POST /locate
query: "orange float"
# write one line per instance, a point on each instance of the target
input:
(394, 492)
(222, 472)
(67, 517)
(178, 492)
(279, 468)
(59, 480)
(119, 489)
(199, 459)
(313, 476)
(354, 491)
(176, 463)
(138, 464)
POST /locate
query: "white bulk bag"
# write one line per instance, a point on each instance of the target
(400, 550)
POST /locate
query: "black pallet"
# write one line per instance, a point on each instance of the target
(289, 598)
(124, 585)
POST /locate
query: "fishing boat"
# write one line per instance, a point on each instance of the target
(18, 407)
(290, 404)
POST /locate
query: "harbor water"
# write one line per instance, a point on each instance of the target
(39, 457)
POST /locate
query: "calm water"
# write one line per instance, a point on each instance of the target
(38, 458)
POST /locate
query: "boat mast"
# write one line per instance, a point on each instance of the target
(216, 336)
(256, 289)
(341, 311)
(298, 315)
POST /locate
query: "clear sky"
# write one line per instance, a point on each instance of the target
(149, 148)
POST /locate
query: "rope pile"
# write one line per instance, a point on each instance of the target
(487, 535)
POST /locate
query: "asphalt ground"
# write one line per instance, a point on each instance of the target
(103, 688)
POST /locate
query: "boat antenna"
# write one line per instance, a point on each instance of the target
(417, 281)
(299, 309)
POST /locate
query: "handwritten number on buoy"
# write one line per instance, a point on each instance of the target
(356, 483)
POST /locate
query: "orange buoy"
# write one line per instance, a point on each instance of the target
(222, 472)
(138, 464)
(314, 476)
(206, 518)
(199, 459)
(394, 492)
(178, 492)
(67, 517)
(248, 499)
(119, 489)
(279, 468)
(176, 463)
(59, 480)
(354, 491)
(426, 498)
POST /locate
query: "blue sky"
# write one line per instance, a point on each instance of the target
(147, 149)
**********
**Exercise aim:**
Return each line of the rows above that contains the word "boat".

**Exercise response:**
query: "fishing boat"
query: "boat mast"
query: "boat antenna"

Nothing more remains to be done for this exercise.